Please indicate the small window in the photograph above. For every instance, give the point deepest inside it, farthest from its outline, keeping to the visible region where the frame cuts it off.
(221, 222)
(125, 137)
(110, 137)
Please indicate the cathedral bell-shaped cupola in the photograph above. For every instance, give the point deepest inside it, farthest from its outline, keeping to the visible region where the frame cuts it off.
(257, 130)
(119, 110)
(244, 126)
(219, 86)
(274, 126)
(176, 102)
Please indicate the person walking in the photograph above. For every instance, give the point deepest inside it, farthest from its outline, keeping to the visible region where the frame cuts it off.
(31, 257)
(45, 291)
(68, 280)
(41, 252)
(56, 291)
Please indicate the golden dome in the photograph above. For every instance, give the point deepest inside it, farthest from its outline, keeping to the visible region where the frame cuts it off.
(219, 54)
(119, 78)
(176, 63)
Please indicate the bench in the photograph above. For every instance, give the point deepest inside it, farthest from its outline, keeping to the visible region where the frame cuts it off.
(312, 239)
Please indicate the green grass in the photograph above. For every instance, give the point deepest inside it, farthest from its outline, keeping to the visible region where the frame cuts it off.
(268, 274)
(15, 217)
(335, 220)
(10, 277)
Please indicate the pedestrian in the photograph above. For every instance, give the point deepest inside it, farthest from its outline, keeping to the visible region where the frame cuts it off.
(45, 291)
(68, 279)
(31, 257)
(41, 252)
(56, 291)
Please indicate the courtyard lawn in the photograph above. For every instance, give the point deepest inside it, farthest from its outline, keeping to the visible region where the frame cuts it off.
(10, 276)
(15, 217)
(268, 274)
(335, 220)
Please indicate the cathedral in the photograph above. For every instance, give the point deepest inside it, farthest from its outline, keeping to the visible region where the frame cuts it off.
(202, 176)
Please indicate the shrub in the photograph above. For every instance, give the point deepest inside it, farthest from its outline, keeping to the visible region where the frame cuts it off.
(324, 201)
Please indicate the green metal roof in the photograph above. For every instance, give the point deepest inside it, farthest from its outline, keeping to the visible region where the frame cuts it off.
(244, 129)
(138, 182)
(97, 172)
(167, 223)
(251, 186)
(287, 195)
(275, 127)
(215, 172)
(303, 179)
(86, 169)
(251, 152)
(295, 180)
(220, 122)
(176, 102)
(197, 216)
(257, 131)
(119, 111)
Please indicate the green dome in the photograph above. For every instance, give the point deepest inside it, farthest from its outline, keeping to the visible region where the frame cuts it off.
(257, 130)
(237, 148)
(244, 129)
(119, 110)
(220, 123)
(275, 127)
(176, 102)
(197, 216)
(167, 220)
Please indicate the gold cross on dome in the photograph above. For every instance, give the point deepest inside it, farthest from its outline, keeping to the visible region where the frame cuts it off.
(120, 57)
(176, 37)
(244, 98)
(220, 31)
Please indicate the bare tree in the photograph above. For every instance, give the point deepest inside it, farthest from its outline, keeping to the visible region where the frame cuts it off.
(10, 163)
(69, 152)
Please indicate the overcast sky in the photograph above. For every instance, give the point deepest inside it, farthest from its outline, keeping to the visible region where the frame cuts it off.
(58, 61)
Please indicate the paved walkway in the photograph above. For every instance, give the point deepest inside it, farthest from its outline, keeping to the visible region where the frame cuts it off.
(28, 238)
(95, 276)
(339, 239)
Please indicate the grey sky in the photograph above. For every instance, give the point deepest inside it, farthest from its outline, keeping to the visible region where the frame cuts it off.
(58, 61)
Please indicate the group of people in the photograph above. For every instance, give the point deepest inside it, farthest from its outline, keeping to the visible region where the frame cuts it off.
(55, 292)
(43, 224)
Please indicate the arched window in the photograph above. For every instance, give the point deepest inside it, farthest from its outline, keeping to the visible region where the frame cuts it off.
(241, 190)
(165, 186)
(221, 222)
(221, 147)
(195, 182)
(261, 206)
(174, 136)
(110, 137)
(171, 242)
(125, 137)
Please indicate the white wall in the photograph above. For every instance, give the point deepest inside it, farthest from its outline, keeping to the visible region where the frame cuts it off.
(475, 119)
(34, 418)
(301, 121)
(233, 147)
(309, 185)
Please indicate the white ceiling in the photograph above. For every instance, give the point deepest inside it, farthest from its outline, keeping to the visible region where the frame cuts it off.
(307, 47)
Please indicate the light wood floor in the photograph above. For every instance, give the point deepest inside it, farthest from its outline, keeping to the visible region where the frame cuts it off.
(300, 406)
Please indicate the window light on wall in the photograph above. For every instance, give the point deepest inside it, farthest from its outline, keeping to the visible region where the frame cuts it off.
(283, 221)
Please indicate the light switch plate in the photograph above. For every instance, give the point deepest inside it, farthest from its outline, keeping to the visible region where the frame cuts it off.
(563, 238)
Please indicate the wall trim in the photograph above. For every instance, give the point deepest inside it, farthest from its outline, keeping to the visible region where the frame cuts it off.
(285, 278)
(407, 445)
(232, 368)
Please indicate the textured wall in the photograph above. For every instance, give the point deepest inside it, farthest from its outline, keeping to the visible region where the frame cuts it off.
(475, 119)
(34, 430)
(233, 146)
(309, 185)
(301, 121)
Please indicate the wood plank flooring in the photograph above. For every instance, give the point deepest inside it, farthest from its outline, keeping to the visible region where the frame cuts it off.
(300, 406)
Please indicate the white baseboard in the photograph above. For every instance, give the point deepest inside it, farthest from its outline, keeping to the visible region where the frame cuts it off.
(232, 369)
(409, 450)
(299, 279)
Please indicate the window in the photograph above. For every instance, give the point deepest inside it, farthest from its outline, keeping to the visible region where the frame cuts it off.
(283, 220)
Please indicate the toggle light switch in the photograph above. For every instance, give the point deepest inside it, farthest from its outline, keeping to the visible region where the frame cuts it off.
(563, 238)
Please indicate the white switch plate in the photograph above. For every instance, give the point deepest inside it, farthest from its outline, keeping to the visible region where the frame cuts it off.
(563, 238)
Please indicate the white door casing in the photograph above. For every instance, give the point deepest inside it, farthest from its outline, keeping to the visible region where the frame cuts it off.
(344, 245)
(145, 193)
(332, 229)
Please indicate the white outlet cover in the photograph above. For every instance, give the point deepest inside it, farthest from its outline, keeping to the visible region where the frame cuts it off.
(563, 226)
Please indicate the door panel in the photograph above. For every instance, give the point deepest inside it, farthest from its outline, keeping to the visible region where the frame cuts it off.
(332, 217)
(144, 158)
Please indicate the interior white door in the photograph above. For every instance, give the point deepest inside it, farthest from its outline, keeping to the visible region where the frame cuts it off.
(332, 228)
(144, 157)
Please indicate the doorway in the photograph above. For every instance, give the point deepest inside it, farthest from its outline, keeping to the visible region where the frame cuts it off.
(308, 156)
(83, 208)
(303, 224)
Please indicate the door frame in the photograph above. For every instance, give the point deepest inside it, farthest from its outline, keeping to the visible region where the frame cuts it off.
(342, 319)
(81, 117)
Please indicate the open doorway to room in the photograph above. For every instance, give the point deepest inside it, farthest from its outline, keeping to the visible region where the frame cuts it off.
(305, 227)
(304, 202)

- Task requirements -
Take the lines above and retype all of them exactly.

- Task answer -
Please indicate the small window in the photograph above. For every instance, give the point deepest inside it, farthest from its outline, keeping to the visible region where the frame cuts it off.
(221, 222)
(125, 137)
(110, 137)
Please indicate the cathedral bell-shaped cupola in the photograph above. For every instance, give the point deepest inside it, farthest from its outline, keeping to the visible region where the frame cuts it off.
(257, 130)
(119, 110)
(244, 126)
(219, 86)
(274, 126)
(176, 102)
Please indicate the person walking in the photograph above. For every instance, give the point deepest inside it, farthest from its outline, keeping to the visible region where the frame cuts it off.
(31, 257)
(45, 291)
(68, 280)
(41, 252)
(56, 291)
Please indicate the golden dome in the photograph above. For every instance, give the point deepest inside it, farthest from its outline, keeping to the visible region where the frame cuts it off.
(219, 54)
(119, 78)
(176, 63)
Please indicate the bench in the photograph above. For every instance, give the point deepest inside it, farthest from its outline, keeping to the visible region where the frame cuts it off.
(312, 239)
Please indicate the green grass in the photograph above. For every instance, give the point deepest inside it, farthest from its outline, keeping to the visible region where the frame cuts it off.
(268, 274)
(15, 217)
(335, 220)
(10, 277)
Please indicate the pedestrian in the photograph above. For every instance, give the point deepest inside it, farthest from its outline, keeping to the visible region where the frame cuts it off.
(45, 291)
(68, 279)
(31, 257)
(41, 252)
(56, 291)
Please indicate the courtyard lawn in the photograph above. For every instance, give the point deepest inside it, farthest from its outline, keeping to the visible region where the frame cuts it off.
(10, 276)
(15, 217)
(268, 274)
(335, 220)
Please indicate the cathedral in the photograph above. For every instance, give the point deepest inside it, farthest from its outline, keeping to the visible region where the frame cuts it off.
(202, 176)
Please indicate the shrub in the photograph above. For every instance, give the point deepest inside it, farthest from its outline, keeping to the visible region where the frame cuts it off.
(324, 201)
Please indicate the green metal roof in the photograph above. For every instance, give the point deepest inside it, farthest from its outline, keeping to the visible region where the frame cuts it off.
(244, 129)
(138, 182)
(97, 172)
(167, 223)
(251, 186)
(287, 195)
(275, 127)
(215, 172)
(303, 179)
(86, 169)
(251, 152)
(295, 180)
(220, 122)
(176, 102)
(197, 216)
(257, 131)
(119, 111)
Please indicate the green dome in the photograph above. For every instance, give the point deepest inside it, farthest from its outline, keeping to the visible region where the frame cuts it off.
(257, 130)
(237, 148)
(244, 129)
(119, 110)
(220, 123)
(275, 127)
(176, 102)
(197, 216)
(167, 220)
Please indicate the gold cross on dome in the photograph above. For every instance, give the point deepest inside it, farthest from its outline, keeping to the visible region where the frame cuts it off.
(120, 57)
(176, 37)
(244, 98)
(220, 31)
Please indicate the bare tree in the photograph above. For every instance, give the point deepest inside it, farthest from its outline, keeping to the visible region where the frame cuts it off.
(10, 163)
(69, 152)
Please indicate the overcast sky in the photograph above. For every instance, give the point deepest inside it, farthest from its outline, keeping to the visible region where the frame cuts it off.
(58, 61)
Please indicate the paved walkway in the photograph above. For every instance, give the point deepest inside it, farthest from its outline, keeping to the visible region where the frame cuts it off.
(28, 238)
(95, 276)
(339, 239)
Please indicate the grey sky in the photograph above. For every instance, give the point deepest inside it, farthest from its outline, keeping to the visible region where the frame cuts it off.
(58, 61)
Please indicate the group of people in the photograph above. For every instance, give the point deepest inside it, farthest from its outline, keeping to the visible region where the frame cuts it off.
(55, 292)
(43, 224)
Please indicate the arched window in the photograph above. For every instance, give the point deepest inside it, farthest from its outline, keeping to the visible region where the frame cuts it off.
(241, 190)
(165, 186)
(221, 222)
(221, 147)
(195, 182)
(261, 206)
(174, 136)
(110, 137)
(171, 242)
(125, 137)
Please indicate the white wall in the photograph above. For every instance, give the point deepest inside it, farthest from its outline, keeping to the visible region where the frame cuts it off.
(475, 119)
(34, 418)
(301, 121)
(233, 147)
(309, 185)
Please indicate the white ceiling in the photograph above. For every instance, give the point deepest inside it, farthest from its outline, keeping to the visible region where the frame cuts it off.
(307, 47)
Please indicate the light wood floor in the photograph above. For every instance, give the point deepest inside it, farthest from its outline, keeping to the visible region where the frame cuts it off.
(300, 406)
Please indicate the window light on wall in the photograph above. For every instance, give the point deepest inside it, farthest from its outline, keeping to the visible region where the frame cuts it off.
(283, 221)
Please indicate the light switch plate in the photograph above. For every instance, give the point deepest inside it, farthest from its outline, keeping to the visible region where the frame cuts it off.
(563, 238)
Please indicate the wall trim in the photograph above. For every instance, give the point deepest inside it, farthest from its outline, keeping to the visible region where the frame cuts it off.
(285, 278)
(407, 445)
(232, 368)
Please indicate the textured wall in the photograph above. For every instance, give the point deepest inside it, farthest from its outline, keeping to the visible region where the frame cuts it off.
(475, 119)
(34, 430)
(233, 146)
(309, 185)
(301, 121)
Please indicate the wood plank flooring in the photograph above. For every instance, give the point deepest inside it, farthest from its outline, keeping to the visible region where the frame cuts it off.
(300, 406)
Please indicate the white baseboard in the photograph above. For every instance, give the point deepest inside it, farthest from its outline, keeping to the visible region where the frame cuts it off.
(232, 369)
(409, 450)
(299, 279)
Please indicate the window in the photograph above. For every instance, give the point deepest inside it, farthest from its outline, keeping to the visible region where the frame cuts it off.
(283, 220)
Please indicate the toggle light switch in the photograph above. For every instance, give the point deepest inside it, farthest from its outline, keeping to the visible region where the frame cuts it off.
(563, 238)
Please indicate the white switch plate in the photograph above. For every instance, give the point deepest inside it, farthest from its outline, keeping to the visible region where the frame cuts it off.
(563, 238)
Please indicate the white door casing in the photograph above. For every instance, give the point deepest inside it, farthest from its outline, keeping to the visible region where the frame cuts it off.
(344, 245)
(145, 193)
(332, 229)
Please indicate the white outlet cover in the photograph above. For every instance, give the point deepest inside it, farthest from its outline, keeping to the visible region where the frame cuts it off.
(563, 226)
Please indicate the door panel in the photograph above. For every instance, give the point deepest inside it, farthest from its outline, keeping to the visible region where the frame cuts it off.
(332, 217)
(144, 158)
Please indicate the interior white door in the photograph above. For every instance, give the point deepest inside it, farthest from its outline, keeping to the visible region where the frame cuts it off.
(332, 228)
(144, 157)
Please indicate the doorway in the photograph above. For every instance, give the point deepest inside it, farthest from its outline, keeping to the visible region where the frame cuts it off.
(308, 156)
(83, 208)
(303, 224)
Please indicate the door frame in the photograph above. For every instance, give the point deepest inside it, farthest from its outline, keeping to the visible region where the frame cuts it off.
(342, 319)
(81, 117)
Please indicate the open doorway to room in the photograph above. For every instance, give the point deepest inside it, farthest from its outline, keeping to the visible region where the frame cuts it off.
(305, 227)
(304, 202)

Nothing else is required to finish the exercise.